◆ **What to work on**:
#1 Using the reply on testsuite timeouts, decide whether each statement agrees with it, answering yes or no and quoting the words of the reply that decide it. (a) The 94749.cc test takes about 10 minutes to run for cris-elf. (b) The writer would accept only a solution that covers both compile time and run time. (c) The 208 thread count machine runs the full testsuite in 2-3 minutes.
#2 Answer these questions from the reply on testsuite timeouts:
(a) Into what two parts does the writer divide testing time?
(b) What timeout does the proposed db approach trim a timing-out test case to?
(c) What word does the writer use for solutions that require maintenance or test case modification?

◆ **Excerpt provided**:
++++++
On Jun 9, 2023, at 9:20 AM, Hans-Peter Nilsson via Gcc-patches 
<gcc-patches@gcc.gnu.org> wrote:
> 
> The test 27_io/basic_istream/ignore/wchar_t/94749.cc takes
> about 10 minutes to run for cris-elf in the "gdb simulator"

I'd let the libstdc++ people comment on specific things.  I'll comment on 
general things.  We could let line count (or word count or character count) 
scale the timeout in part, we could record times in a db and put an expected 
run time into test cases or in an along side db. We could have factors for slow 
systems, slow simulators. A 5 GHz x86_64 will likely be faster that a 40 year 
old pdp11. We can have these scale factors trigger off OS, cpu statically, 
and/or we can do a quick bogomips calculation and let that scale it and record 
that scaling factor in the build tree.

A wealth of possibilities. Solutions that require maintenance or test case 
modification are annoying. Solutions that need port work are annoying. I'd be 
tempted to say bogomips into the build (test) tree.  There are two parts, time 
to compile test cases and time to run them.  I'd be fine with a half solution 
that only does what you need.  The other part can be done by someone that has a 
need.

I'd invite comments by others on other solutions or commentary on downsides.  
For example, having a 208 thread count machine that takes 2-3 minutes to run 
the full testsuite is nice. A problem arises when 4-10 test cases suddenly 
start timing out.  You then go to around 10-53 minutes to test, which  is 
annoying. Anything that boosts the timeouts can hinder early port bring up, 
which, we'd like to avoid. I mention it without much a solution other than a db 
approach in the test tree that records each test case and can identify test 
cases that timeout and trim the timeout for them to something nicer like base + 
50% once they timeout with a larger allotment of time.
++++++
◆ **Supplied data**:
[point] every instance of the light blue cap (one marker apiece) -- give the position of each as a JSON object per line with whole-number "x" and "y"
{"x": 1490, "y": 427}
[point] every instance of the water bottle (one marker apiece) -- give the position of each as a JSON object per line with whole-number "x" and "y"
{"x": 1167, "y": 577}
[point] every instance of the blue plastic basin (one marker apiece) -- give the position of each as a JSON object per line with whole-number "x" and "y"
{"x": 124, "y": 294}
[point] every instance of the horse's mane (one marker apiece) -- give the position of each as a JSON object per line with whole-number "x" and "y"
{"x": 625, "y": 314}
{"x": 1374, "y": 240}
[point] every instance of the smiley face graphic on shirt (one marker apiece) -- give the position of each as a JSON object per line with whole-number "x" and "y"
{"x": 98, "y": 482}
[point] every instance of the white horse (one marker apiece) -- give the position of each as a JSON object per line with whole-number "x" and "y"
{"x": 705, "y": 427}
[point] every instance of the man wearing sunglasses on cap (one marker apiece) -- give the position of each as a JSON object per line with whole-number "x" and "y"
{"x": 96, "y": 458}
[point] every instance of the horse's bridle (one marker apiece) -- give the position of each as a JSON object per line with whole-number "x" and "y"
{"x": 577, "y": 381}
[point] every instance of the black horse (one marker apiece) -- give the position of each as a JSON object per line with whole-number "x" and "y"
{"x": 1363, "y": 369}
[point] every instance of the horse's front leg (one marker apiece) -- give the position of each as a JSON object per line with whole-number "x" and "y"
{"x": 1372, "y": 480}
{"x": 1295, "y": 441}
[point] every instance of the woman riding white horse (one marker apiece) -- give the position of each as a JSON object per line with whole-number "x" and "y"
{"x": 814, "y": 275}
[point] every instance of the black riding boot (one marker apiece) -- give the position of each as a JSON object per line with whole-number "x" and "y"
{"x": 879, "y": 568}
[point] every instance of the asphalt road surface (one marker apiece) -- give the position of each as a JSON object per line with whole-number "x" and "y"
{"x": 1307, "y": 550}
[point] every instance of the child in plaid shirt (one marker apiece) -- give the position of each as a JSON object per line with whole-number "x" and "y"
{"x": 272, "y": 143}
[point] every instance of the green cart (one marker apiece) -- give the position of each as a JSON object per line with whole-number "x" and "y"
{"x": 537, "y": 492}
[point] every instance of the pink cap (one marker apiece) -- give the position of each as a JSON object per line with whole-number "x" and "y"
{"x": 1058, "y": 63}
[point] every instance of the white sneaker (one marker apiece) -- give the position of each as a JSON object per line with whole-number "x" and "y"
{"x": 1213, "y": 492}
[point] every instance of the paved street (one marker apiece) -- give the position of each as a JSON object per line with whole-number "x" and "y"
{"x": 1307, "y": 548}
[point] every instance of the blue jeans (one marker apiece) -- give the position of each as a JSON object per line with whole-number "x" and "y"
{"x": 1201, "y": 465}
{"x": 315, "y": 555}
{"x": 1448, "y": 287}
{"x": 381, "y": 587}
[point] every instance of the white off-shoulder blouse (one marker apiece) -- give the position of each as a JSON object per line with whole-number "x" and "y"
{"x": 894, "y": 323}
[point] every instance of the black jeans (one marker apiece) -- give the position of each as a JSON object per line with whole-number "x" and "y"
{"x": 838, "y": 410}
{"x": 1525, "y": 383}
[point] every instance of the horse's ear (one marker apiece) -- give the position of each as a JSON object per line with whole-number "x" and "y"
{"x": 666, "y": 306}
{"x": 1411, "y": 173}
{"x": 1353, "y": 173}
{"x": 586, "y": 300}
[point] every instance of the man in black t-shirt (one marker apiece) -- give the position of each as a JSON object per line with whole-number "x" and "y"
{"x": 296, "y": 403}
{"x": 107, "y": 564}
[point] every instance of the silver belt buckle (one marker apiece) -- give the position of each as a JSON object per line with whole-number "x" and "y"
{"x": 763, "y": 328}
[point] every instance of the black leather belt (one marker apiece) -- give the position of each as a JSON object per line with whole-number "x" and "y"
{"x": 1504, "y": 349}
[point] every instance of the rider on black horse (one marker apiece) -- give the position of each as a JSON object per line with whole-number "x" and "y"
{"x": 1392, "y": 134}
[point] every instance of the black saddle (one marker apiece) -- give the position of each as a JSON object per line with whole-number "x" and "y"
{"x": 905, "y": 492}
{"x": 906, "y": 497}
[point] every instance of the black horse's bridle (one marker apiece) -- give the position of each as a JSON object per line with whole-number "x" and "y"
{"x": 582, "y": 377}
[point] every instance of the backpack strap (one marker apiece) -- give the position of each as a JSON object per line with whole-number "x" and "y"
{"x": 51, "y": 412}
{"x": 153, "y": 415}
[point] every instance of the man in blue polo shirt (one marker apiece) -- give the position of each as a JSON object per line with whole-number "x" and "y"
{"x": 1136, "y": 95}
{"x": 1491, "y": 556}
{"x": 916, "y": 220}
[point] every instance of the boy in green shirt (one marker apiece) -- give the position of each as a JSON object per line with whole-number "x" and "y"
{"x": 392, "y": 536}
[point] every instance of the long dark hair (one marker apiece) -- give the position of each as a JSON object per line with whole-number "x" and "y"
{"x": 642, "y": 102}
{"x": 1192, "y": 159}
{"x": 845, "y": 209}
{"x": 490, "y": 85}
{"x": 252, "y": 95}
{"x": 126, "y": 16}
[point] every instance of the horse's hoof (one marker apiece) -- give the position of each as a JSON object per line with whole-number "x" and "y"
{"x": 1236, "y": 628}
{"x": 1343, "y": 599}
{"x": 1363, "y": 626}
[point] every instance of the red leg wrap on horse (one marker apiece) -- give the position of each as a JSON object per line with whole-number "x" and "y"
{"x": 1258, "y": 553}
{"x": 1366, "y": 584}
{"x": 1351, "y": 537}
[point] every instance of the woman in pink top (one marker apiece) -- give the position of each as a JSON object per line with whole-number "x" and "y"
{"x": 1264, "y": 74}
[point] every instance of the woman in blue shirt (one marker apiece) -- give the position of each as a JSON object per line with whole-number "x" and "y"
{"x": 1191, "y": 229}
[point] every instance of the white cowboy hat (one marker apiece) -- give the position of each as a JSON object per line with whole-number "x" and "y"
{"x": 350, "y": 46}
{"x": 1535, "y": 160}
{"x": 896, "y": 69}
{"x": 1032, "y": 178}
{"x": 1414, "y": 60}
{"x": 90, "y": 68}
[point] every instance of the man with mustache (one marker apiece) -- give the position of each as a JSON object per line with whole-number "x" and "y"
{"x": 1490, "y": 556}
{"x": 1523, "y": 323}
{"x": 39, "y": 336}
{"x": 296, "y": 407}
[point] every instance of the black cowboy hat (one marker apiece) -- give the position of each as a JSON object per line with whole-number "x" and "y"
++++++
◆ **Answers for this exercise**:
#1
(a) Yes: "about 10 minutes to run for cris-elf"
(b) No: "I'd be fine with a half solution that only does what you need."
(c) Yes: "takes 2-3 minutes to run the full testsuite"

#2
(a) Time to compile test cases and time to run them.
(b) Base + 50%.
(c) Annoying.